> Exercise description: From the entries that follow, copy every line with the word "round".

> Source material:

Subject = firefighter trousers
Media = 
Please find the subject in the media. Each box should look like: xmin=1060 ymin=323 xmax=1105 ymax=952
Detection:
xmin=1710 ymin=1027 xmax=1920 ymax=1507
---
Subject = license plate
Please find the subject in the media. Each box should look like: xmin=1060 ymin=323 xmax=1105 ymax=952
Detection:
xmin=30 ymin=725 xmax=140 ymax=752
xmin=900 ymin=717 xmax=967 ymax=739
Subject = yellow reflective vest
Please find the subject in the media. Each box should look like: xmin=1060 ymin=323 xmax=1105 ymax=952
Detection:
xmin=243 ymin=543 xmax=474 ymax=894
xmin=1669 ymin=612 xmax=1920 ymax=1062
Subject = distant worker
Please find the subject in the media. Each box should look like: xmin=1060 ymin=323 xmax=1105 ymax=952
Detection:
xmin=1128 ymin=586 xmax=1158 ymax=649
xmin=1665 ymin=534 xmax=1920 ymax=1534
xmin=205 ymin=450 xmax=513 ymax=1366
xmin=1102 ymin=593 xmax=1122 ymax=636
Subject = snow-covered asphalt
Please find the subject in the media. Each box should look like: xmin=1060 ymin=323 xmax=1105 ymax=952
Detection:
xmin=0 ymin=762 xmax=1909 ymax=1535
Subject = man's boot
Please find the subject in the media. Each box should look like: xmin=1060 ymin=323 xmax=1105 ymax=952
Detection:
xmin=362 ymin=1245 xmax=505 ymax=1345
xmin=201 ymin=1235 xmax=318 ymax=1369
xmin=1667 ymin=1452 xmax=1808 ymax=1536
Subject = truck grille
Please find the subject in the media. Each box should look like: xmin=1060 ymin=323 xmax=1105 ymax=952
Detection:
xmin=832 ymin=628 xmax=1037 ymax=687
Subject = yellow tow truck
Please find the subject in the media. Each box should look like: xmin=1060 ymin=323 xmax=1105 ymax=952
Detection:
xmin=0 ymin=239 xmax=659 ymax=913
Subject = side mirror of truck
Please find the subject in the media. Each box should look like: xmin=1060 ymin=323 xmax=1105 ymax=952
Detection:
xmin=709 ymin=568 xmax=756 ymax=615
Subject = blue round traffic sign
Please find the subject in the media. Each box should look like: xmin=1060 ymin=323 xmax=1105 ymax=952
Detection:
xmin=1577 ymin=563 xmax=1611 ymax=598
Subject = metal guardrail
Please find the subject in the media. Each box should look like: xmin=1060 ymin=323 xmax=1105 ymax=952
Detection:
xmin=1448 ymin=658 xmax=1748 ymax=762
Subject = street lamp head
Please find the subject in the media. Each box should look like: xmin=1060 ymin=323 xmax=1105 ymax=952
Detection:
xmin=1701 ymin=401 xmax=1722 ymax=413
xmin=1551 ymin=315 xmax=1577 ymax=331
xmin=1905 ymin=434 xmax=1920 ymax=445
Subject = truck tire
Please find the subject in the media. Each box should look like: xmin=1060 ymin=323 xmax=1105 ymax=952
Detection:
==
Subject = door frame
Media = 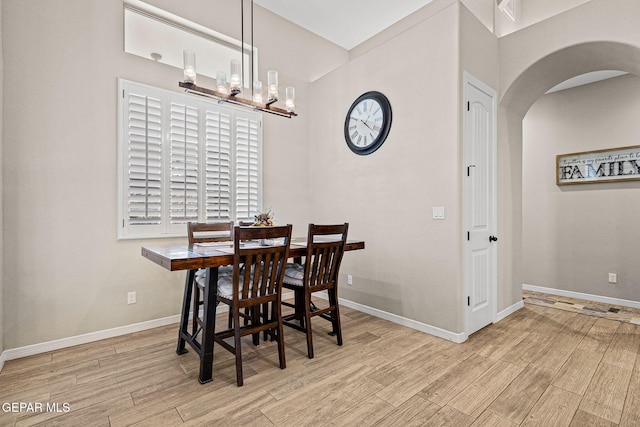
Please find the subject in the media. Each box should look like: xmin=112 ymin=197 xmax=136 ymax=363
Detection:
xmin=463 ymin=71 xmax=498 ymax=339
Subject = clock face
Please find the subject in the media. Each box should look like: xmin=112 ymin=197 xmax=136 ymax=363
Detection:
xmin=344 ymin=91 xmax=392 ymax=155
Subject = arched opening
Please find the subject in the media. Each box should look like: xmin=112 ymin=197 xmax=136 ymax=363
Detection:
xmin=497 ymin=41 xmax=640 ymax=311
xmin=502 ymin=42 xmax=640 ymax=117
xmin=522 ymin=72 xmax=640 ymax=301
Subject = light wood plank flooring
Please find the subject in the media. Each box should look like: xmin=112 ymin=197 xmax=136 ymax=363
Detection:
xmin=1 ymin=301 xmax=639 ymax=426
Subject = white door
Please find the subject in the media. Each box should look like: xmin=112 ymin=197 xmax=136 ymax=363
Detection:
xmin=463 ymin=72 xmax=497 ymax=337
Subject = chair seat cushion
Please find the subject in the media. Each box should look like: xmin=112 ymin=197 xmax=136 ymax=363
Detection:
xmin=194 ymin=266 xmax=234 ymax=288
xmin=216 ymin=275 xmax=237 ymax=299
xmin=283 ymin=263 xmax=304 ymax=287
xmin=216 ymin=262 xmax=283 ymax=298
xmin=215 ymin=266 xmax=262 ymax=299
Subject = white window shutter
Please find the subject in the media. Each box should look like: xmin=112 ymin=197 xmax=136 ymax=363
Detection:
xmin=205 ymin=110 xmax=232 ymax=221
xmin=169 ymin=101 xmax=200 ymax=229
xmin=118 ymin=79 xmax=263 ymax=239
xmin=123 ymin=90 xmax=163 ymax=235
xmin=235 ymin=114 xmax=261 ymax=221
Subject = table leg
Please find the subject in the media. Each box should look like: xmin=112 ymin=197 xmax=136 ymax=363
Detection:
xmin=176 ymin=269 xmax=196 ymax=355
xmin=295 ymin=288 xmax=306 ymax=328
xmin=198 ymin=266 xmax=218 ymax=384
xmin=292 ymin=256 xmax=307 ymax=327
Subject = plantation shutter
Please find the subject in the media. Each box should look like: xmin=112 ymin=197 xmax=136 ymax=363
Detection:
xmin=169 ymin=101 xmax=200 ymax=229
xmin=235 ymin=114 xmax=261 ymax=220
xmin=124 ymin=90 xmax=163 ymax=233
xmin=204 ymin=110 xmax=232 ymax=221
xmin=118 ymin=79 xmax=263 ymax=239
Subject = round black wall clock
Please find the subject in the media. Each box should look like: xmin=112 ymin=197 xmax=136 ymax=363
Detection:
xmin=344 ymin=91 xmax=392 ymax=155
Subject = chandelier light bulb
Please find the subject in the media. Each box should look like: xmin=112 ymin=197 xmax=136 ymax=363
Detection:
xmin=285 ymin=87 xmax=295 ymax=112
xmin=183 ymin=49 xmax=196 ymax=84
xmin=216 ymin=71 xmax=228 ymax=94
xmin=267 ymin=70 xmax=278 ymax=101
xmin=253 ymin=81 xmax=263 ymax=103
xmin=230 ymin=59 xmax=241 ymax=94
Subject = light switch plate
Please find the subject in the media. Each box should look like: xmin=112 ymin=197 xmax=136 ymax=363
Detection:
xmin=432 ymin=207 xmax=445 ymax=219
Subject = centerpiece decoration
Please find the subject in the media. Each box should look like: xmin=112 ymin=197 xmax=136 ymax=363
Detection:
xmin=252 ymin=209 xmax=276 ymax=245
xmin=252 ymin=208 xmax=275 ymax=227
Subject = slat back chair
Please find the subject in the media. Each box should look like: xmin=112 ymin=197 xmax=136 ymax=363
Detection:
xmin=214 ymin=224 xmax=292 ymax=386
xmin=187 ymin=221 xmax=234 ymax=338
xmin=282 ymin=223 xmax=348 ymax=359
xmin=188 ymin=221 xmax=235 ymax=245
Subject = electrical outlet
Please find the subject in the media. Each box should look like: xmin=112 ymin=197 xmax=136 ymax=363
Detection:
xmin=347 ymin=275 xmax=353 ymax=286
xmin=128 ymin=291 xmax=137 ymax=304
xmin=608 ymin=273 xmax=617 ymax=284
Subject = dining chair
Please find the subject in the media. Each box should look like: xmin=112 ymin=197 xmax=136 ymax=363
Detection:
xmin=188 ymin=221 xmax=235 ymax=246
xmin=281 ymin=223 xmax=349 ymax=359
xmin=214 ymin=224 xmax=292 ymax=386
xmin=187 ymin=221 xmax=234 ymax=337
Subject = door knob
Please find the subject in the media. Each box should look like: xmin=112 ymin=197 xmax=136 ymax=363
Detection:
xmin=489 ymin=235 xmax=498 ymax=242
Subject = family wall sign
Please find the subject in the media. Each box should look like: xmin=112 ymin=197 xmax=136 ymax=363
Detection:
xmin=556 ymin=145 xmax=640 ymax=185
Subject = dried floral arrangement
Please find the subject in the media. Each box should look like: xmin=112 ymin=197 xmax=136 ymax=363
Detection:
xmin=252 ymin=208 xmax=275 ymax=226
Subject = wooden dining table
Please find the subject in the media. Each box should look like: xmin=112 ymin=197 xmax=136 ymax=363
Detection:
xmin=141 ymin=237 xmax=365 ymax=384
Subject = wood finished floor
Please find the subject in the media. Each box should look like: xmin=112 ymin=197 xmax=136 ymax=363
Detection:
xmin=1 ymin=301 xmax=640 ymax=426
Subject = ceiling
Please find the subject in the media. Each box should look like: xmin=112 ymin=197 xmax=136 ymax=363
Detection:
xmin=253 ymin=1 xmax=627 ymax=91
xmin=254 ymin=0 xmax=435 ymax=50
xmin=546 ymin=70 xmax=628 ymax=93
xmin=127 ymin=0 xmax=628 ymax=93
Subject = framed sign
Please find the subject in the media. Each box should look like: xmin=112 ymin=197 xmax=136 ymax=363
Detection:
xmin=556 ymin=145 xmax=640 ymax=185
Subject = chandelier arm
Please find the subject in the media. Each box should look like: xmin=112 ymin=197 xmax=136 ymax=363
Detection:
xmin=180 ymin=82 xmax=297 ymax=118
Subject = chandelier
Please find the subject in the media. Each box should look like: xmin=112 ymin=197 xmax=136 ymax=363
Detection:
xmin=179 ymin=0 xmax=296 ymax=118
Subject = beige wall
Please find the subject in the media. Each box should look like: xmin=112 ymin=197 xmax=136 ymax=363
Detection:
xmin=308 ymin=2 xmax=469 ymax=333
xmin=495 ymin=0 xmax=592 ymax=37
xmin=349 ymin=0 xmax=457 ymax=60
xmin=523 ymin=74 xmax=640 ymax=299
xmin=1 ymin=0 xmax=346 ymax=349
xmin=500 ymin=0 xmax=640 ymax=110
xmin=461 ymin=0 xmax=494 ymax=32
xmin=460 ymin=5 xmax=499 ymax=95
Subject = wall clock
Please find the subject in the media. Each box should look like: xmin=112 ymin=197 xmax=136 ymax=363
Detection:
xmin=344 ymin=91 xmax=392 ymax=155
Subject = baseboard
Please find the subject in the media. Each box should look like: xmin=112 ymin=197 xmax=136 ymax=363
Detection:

> Reply to the task:
Subject = blue round traffic sign
Subject = round black wall clock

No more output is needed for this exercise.